- [SELECTED EXCERPT]
Turns out, we far underestimated Daniels, so let’s not make the same mistake and sleep on Nix. He’s the fourth rookie over the past 15 seasons to post consecutive games with 25 passing attempts and 60 rushing yards, joining Jalen Hurts, Josh Allen, and Robert Griffin III on that list.
Not bad company, right?
Nix is far from a finished product as a passer, but there are some signs of development. And with his rushing profile, that’s all it takes to put him in the top-15 conversation; on DFS radars in a plus matchup like this, even without the benefit of having teams on a bye.
Over the past three weeks, Nix’s passer rating is 49.6%, and his completion percentage on passes thrown 5+ yards downfield is up 19 percentage points over that stretch. Again, not perfect, but against the lowest pressure team in the league, at home, and coming off of an encouraging performance that carries the mini bye with it?
I’m in.
Brock Purdy, QB | SF (vs. DAL)
I highlighted Purdy’s rushing production last week (current pace: 374 yards) as the type of bonus that can make him a weekly fantasy stalwart, but that assumes the passing numbers are stable.
They weren’t last week in a tough matchup against the Chiefs (17/31 for 212 yards with zero touchdowns and three interceptions), and while this matchup is softer, it’s still an opponent coming off their bye and a game that he will enter without Brandon Aiyuk.
Purdy’s yards per pressured pass attempt are down 18.3% from a season ago. Against the fifth-best team in terms of creating chaos, there’s more risk than reward in the profile of San Francisco’s signal-caller.
Assuming that Tua Tagovailoa returns, I’d rather play him against the Cardinals than Purdy this week.
Bryce Young, QB | CAR (at DEN)
Young is back under center for the Panthers, though it should be noted that the returning to QB1 honors is more the result of Andy Dalton and team struggles than it is anything we’ve seen on the field.
Not one of Young’s 65 passes has resulted in a touchdown this season. We’ve seen limited passers produce viable fantasy numbers in the past, but with just one rushing scored and 2.3 carries per game across his career, Young doesn’t have a clear path to mattering in most instances.

- [TASK A]
Write out the part of the quarterback rundown that opens with the words containing "Nix is far from" and closes with "teams on a bye.".
- [TASK B]
Recast all of the records as a two-column CSV with the headers instruction and points. Each record gets one row holding its text and its answer, each in a single quoted field with line breaks turned into spaces, and the pictures are left out.
The records that come next are unrelated to the quarterback rundown.

- [ENTRIES]
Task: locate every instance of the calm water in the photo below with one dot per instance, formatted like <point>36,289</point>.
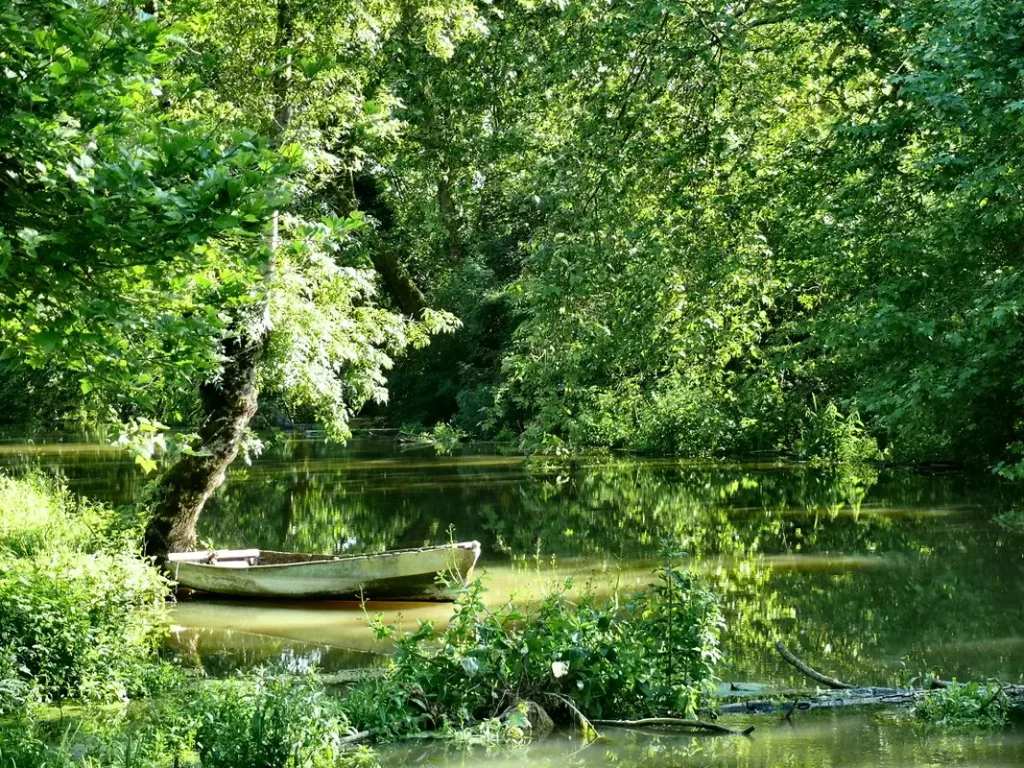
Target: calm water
<point>871,577</point>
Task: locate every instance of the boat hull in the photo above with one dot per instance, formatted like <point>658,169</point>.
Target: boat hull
<point>398,574</point>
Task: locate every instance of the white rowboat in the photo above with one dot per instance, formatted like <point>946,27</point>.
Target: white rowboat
<point>393,574</point>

- [TASK RESULT A]
Nix is far from a finished product as a passer, but there are some signs of development. And with his rushing profile, that’s all it takes to put him in the top-15 conversation; on DFS radars in a plus matchup like this, even without the benefit of having teams on a bye.

- [TASK RESULT B]
instruction,points
"Task: locate every instance of the calm water in the photo below with one dot per instance, formatted like <point>36,289</point>. Target: calm water","<point>871,577</point>"
"Task: locate every instance of the boat hull in the photo above with one dot per instance, formatted like <point>658,169</point>. Target: boat hull","<point>398,574</point>"
"Task: locate every instance of the white rowboat in the photo above with one dot per instance, formatted like <point>946,27</point>. Target: white rowboat","<point>393,574</point>"